--- Information given Enclosed Below ---

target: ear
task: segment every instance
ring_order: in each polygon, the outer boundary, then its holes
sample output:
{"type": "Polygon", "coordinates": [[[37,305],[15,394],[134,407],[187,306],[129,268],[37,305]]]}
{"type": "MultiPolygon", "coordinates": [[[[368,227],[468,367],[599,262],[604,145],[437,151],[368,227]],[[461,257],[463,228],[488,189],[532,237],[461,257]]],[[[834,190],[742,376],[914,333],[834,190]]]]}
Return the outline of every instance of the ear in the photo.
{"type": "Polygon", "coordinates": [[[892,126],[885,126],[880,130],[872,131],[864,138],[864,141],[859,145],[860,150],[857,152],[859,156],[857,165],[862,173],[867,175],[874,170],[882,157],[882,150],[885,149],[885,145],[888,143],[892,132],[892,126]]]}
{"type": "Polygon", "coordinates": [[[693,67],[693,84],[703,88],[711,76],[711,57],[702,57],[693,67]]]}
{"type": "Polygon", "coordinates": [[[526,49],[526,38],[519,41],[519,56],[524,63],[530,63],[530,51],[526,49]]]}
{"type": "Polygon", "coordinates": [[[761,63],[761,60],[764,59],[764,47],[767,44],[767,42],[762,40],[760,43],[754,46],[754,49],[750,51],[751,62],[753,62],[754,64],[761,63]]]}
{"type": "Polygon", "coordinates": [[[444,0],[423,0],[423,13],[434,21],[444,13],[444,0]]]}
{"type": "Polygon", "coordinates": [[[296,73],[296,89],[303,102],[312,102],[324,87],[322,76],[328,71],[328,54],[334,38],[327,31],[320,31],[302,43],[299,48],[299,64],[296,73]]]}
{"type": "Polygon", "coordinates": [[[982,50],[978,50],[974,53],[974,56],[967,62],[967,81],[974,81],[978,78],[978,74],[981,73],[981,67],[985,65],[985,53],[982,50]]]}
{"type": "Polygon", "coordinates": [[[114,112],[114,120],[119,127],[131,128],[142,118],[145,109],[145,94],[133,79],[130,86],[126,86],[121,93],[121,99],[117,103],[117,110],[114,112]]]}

--- End of Enclosed Information given ---

- [Problem statement]: Every entry, from the first line to the last, should be retyped exactly.

- [Response area]:
target: ear
task: segment every instance
ring_order: in each polygon, the outer boundary, then its holes
sample output:
{"type": "Polygon", "coordinates": [[[37,305],[15,394],[134,407],[187,306],[129,268],[37,305]]]}
{"type": "MultiPolygon", "coordinates": [[[[368,227],[468,367],[599,262],[604,145],[437,151],[368,227]],[[461,257],[463,228],[488,189],[532,237],[461,257]]],[[[834,190],[742,376],[914,333],[834,190]]]]}
Return the outline of every instance of the ear in the photo.
{"type": "Polygon", "coordinates": [[[892,126],[885,126],[880,130],[872,131],[864,138],[864,141],[859,145],[860,150],[857,152],[859,156],[857,165],[862,173],[867,175],[874,170],[882,157],[882,150],[885,149],[885,145],[888,143],[892,132],[892,126]]]}
{"type": "Polygon", "coordinates": [[[693,67],[693,84],[703,88],[711,76],[711,57],[702,57],[693,67]]]}
{"type": "Polygon", "coordinates": [[[526,49],[526,38],[519,41],[519,56],[524,63],[530,63],[530,51],[526,49]]]}
{"type": "Polygon", "coordinates": [[[761,63],[761,60],[764,59],[764,47],[767,44],[767,42],[762,40],[760,43],[754,46],[754,49],[750,51],[751,62],[753,62],[754,64],[761,63]]]}
{"type": "Polygon", "coordinates": [[[444,0],[423,0],[423,13],[434,21],[444,13],[444,0]]]}
{"type": "Polygon", "coordinates": [[[296,73],[296,89],[303,102],[312,102],[324,87],[322,76],[328,71],[328,54],[334,38],[327,31],[320,31],[302,43],[299,48],[299,64],[296,73]]]}
{"type": "Polygon", "coordinates": [[[982,50],[978,50],[974,53],[974,56],[967,62],[967,81],[974,81],[978,78],[978,74],[981,73],[981,67],[985,65],[985,53],[982,50]]]}
{"type": "Polygon", "coordinates": [[[114,112],[114,120],[119,127],[131,128],[142,118],[145,109],[145,94],[133,79],[130,86],[126,86],[121,93],[121,99],[117,103],[117,110],[114,112]]]}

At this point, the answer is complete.